■ THE EXERCISE
Arrange every item below as a numbered list, leaving out any blank lines.

(Stored data entries)
========================
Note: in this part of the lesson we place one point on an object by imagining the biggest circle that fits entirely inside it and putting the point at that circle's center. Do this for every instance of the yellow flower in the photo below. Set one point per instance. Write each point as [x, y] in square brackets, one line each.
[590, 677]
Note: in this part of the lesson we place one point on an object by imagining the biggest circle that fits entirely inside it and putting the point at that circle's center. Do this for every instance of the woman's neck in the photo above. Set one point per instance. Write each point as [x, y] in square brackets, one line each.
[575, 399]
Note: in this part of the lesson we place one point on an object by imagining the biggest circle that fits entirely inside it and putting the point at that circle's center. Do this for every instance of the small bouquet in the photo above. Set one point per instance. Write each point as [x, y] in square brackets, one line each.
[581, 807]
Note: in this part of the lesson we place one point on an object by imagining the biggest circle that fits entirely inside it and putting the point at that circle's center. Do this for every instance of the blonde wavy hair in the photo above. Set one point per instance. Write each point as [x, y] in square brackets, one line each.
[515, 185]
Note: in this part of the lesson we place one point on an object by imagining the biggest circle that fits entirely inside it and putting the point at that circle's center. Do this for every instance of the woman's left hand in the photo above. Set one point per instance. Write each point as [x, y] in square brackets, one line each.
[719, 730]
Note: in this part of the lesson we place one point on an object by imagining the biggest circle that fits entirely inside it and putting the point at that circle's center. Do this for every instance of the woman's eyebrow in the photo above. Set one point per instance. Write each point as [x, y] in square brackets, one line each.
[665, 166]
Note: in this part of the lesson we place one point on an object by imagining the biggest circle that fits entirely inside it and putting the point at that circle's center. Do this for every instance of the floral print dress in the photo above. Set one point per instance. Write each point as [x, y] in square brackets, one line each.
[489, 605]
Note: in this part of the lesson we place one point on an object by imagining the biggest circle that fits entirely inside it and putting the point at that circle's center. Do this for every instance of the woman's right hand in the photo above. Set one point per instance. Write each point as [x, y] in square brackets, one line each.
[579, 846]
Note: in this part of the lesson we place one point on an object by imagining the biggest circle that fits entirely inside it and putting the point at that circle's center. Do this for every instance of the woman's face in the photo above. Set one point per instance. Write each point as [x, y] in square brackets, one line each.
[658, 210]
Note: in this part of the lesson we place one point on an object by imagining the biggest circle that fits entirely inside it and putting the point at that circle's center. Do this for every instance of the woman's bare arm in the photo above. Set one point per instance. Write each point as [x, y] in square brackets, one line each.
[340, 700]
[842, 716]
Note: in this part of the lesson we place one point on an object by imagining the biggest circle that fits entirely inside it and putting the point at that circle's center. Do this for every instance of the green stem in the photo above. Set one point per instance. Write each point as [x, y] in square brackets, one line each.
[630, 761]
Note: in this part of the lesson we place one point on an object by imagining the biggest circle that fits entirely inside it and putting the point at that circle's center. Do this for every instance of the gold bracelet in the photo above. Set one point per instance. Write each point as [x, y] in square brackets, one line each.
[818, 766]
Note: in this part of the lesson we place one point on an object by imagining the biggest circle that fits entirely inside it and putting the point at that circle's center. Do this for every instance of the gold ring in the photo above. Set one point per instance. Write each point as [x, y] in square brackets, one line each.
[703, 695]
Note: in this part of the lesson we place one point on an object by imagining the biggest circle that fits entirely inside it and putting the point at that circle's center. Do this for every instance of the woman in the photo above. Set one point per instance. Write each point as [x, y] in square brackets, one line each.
========================
■ THE RESPONSE
1. Note: in this part of the lesson we place one point on an object by imagining the biggest circle that fits entirely inside it and putting the point at that circle's center. Do this for every instance of the yellow flower in the photo below. Set one point per instance. Write each point as [x, y] in square brackets, one line each.
2. [590, 677]
3. Note: in this part of the lesson we place one point on an object by imagining the biggest circle that fits entirely inside it and putting the point at that circle's center. Do this for every instance of the woman's neck in the photo above. Set one point per instance. Write each point as [x, y] in square brackets, one line each.
4. [575, 399]
5. Note: in this part of the lesson we place one point on an object by imagining the biggest circle that fits entirely inside it and putting the point at that circle's center. Do this for every instance of the small bouquet in the photo above. Set one point per instance. Write each point as [x, y] in square brackets, one line each.
6. [581, 807]
7. Note: in this part of the lesson we place one point on an object by imagining the biggest circle that fits entirely inside it and putting the point at that circle's center. Do this for every instance of the blonde wavy hair in the photo above. Set one point per instance. Write each point as [x, y] in square brackets, one line each.
8. [515, 185]
9. Note: in this part of the lesson we place one point on an object by imagining the biggest circle that fits entirely inside it and putting the point at that circle's center. Do this for every instance of the woman's left hand in the photo above. Set one point per instance. Write each point as [x, y] in square brackets, one line each.
10. [719, 730]
11. Note: in this part of the lesson we place one point on an object by imagining the biggest circle that fits entirely inside it and putting the point at that circle's center. Do this for every instance of the woman's eyebrow in the photo above. Set one point per instance. Write each point as [x, y] in square brackets, one line each.
12. [665, 166]
13. Note: in this part of the lesson we place one point on an object by imagining the biggest circle that fits entirely inside it and putting the point at that circle's center. Do this for every instance of the floral print dress in the photo above. Set one point per instance. Write each point as [x, y] in square brackets, one line each.
14. [489, 605]
15. Note: in this part of the lesson we place one point on an object by imagining the biggest circle that fits entirely inside it and putting the point at that circle's center. Do this for every instance of the woman's right hand in the photo above. Set one point per instance. Write each point as [x, y] in square brackets, one line each.
16. [579, 846]
17. Note: in this part of the lesson we place one point on an object by imagining the biggest circle that fits entirely inside it and putting the point at that circle's center. Do this for every instance of the woman's face in the photo above. Set one point per instance. Write each point as [x, y] in square brackets, one line each.
18. [658, 210]
19. Note: in this part of the lesson we place one point on an object by imagining the biggest circle that fits entirely inside it and putting the point at that circle's center. Do this for every instance of the woman's bare arm in the photo above. Set one point per instance. Write each point as [x, y] in square brackets, one line each.
20. [340, 700]
21. [842, 716]
22. Note: in this part of the lesson we place one point on an object by imagining the biggest circle that fits entirely inside it and putting the point at that circle's center. Do this for every instance of the green stem in the photo above. Set one point per instance. Write each point as [x, y] in square brackets, one line each.
23. [630, 761]
24. Note: in this part of the lesson we place one point on an object by imagining the biggest circle that fits entirely inside it and putting the point at that circle's center. Do this for every instance of the gold bracelet in the photo above. Set one point per instance. Write each point as [x, y] in square brackets, one line each.
25. [818, 766]
26. Note: in this part of the lesson we place one point on an object by imagining the biggest circle that fits entirely inside it and putting the point at that circle's center. Do this for every instance of the gold ring in the photo above. Set one point per instance. Write each point as [x, y] in square brackets, one line each.
27. [703, 695]
28. Note: in this part of the lesson we place one point on an object by imagining the biggest circle that fits entirely inside it and putting the point at that circle's center. Do this for every instance of the woman in the photo above. Set one point per instance. Write each point as [x, y] in square brackets, one line each.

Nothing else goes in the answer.